- **DOCUMENT TEXT**:
::::::
I am surprised about you, as you been at UNESCO-IHE more or less a former insider of Dutch water-sanitation developments
...they collected urine in Amsterdam: this was really interesting for me. I couldn't figure out exactly who was behind it (a certain water board) and whether this was just a one off promotional thing or if this is a longer-term project. Very interesting. I wish our Dutch colleagues would keep us more informed about what is happening in the Netherlands on these urine recovery activities...?

May I add my very subjective observations as an outsider on "Dutch topics".
On the so called "high-end areas" of water-sanitation on very centralized systems, in my opinion the Dutch try to make out of the huge disadvantages of centralized systems much as possibly advantages to recover in collected waste water contented chemical energy and raw materials. Keeping in mind, the NL do not have much raw materials in their natural underground like other European countries. They will have to rely more and more on what they have collected and recovered.

In my subjective opinion, they try to move trough long-term goals (by 2030) on the so called "ecosan aka NASS" out of niche corners towards profit making businesses "goldmine", what is maybe one of the reason on their purposely "quietness"!

see
- www.grondstoffabriek.com/english/
and
- energiefabriek.com/english
at energiefabriek.com/deutsch ...Damit hat die Projektgruppe ein Konzept gefunden, dass für die landesweite Einführung gut geeignet ist. Und sobald dieses Konzept einträglich ist, kann der Bürger davon mitprofitieren!
which is very different to current neo-liberal "German" approaches: Profit to some private accounts & Losses to the general public via PPP.
::::::
- **Data records**:
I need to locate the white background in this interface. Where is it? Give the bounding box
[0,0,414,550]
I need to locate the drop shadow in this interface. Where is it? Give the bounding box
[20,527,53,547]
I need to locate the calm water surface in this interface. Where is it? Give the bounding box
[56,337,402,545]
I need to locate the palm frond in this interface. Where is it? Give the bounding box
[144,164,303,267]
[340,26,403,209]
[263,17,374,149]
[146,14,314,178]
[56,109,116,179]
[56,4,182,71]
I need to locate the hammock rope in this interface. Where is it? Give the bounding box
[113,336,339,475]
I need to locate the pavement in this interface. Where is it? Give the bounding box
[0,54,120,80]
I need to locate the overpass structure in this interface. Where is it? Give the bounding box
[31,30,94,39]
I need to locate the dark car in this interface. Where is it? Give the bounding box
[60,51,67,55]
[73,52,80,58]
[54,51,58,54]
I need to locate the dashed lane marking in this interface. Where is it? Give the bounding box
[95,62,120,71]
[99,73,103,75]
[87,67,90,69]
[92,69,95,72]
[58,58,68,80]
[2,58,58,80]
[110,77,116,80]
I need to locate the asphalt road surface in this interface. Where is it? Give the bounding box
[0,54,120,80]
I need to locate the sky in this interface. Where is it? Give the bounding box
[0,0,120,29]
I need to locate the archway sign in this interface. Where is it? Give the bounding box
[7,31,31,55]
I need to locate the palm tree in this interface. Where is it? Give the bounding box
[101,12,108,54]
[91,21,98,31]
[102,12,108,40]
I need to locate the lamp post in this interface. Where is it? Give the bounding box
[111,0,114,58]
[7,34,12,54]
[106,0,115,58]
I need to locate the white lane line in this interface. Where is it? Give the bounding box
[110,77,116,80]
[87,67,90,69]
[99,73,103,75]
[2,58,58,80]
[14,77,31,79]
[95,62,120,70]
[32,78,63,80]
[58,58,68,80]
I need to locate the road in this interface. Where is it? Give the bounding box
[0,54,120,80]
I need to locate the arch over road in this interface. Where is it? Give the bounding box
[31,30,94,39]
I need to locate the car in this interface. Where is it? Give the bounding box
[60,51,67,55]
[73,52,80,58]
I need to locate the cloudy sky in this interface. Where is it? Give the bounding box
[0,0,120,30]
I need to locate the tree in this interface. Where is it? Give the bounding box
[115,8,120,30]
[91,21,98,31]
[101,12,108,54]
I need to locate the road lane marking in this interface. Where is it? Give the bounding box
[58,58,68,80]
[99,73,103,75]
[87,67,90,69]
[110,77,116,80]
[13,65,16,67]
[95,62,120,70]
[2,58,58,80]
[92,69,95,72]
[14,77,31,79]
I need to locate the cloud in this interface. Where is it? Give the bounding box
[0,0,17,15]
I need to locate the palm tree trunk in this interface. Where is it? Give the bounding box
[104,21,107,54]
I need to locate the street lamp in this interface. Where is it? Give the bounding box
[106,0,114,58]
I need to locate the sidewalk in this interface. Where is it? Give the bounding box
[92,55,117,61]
::::::
- **USING THE INFORMATION**:
(1) List every web address that appears in the post on Dutch water-sanitation.
(2) Based on the post on Dutch water-sanitation, mark each statement yes or no, and quote the words that decide it.
(a) The post links the long-term goals it mentions to the year 2030.
(b) The post names the party behind the urine collection in Amsterdam.
(c) The post presents its observations on Dutch topics as coming from an outsider.
(3) Continue the post on Dutch water-sanitation from its last sentence.

- **RESULTS IN ORDER**:
(1)
- www.grondstoffabriek.com/english/
- energiefabriek.com/english
- energiefabriek.com/deutsch

(2)
(a) Yes: "long-term goals (by 2030)"
(b) No: "I couldn't figure out exactly who was behind it (a certain water board)"
(c) Yes: "my very subjective observations as an outsider on "Dutch topics""

(3)
see online: 1/2 h lecture 16. The Resource Factory by ir. Charlotte van Erp Taalman Kip of Waterschap Hollandse Delta. She gives her view on the resource factory. ocw.tudelft.nl/courses/watermanagement/w...he-resource-factory/
and PDF
How to turn waste water into a goldmine:


As the existing centralized systems and wwtp have to be used to the end of their live time to recover made long-term investment costs, it will take a long time to change from energy consuming wwtp's towards energy- and raw-material producing factories (gas-works). It is just starting with making e.g. old AS-technologies more "energy-efficiency", moving still with old AS-technologies via more or less "energy-autarky" towards decentralized "energy- and raw-material producers using then more AD-technologies", but still using existing centralized collection systems.

To do so the Dutch Water Boards (public utilities) a bit similar to German AZV's (for outsiders: communal owned companies between some towns) making use of Dutch subventions and many EU-fundings, see e.g. a very big R&D-consortium, in the past and ongoing inners.eu/ 2010-2014, an EU-program for possible energy efficiency & autarky for "old" AS-wwtp's.

Large Prezi-Presentation about Dutch "Energiefabriek & Grondstoffenfabriek"

Find attached a presentation by Mr. Coert PETRI held in Germany in 2011 1/2 German & English and in Dutch.
We are building the first 12 Energiefabrieken in the Netherlands and are now also aiming at the recovery of cellulose, phosphate etc. from the waste water.

I hope this helps to understand the nice Dutch developments a bit more.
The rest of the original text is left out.